» **SHORT PROBLEM**
Please write out the records below again, switching each "annotate" to "mark" and keeping everything else the same.

# # # #

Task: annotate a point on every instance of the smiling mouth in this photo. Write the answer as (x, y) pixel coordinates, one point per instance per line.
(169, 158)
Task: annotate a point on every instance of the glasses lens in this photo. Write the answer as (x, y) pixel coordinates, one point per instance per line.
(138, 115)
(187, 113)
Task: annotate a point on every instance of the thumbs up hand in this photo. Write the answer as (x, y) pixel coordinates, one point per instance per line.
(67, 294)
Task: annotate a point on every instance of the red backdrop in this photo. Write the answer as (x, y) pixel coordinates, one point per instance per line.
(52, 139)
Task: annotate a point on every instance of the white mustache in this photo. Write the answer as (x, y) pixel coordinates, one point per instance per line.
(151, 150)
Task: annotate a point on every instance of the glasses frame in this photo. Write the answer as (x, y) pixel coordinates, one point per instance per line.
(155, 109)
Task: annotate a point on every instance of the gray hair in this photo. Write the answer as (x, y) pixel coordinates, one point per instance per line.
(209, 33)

# # # #

» **RESULT**
Task: mark a point on every instance of the smiling mouth in this photo. Write the answer as (x, y) pixel coordinates, one point per instance per line.
(169, 158)
Task: mark a point on every instance of the glasses lens in this photo. Write the answer as (x, y) pixel coordinates, one point per instance per line.
(138, 115)
(187, 113)
Task: mark a point on every instance of the thumbs up hand in this photo. Write the answer as (x, y) pixel coordinates, one point per instance per line.
(67, 294)
Task: mark a point on every instance of the red backdrop in this photo. Write the answer as (x, y) pixel coordinates, one point per instance per line.
(52, 139)
Task: mark a point on every instance of the white mustache in this photo. Write the answer as (x, y) pixel coordinates, one point per instance per line.
(151, 150)
Task: mark a point on every instance of the glasses frame in this photo. Write the answer as (x, y) pixel coordinates, one point per instance per line.
(155, 109)
Task: mark a point on every instance of the gray hair in this photo. Write the answer as (x, y) pixel coordinates, one point per instance per line.
(209, 33)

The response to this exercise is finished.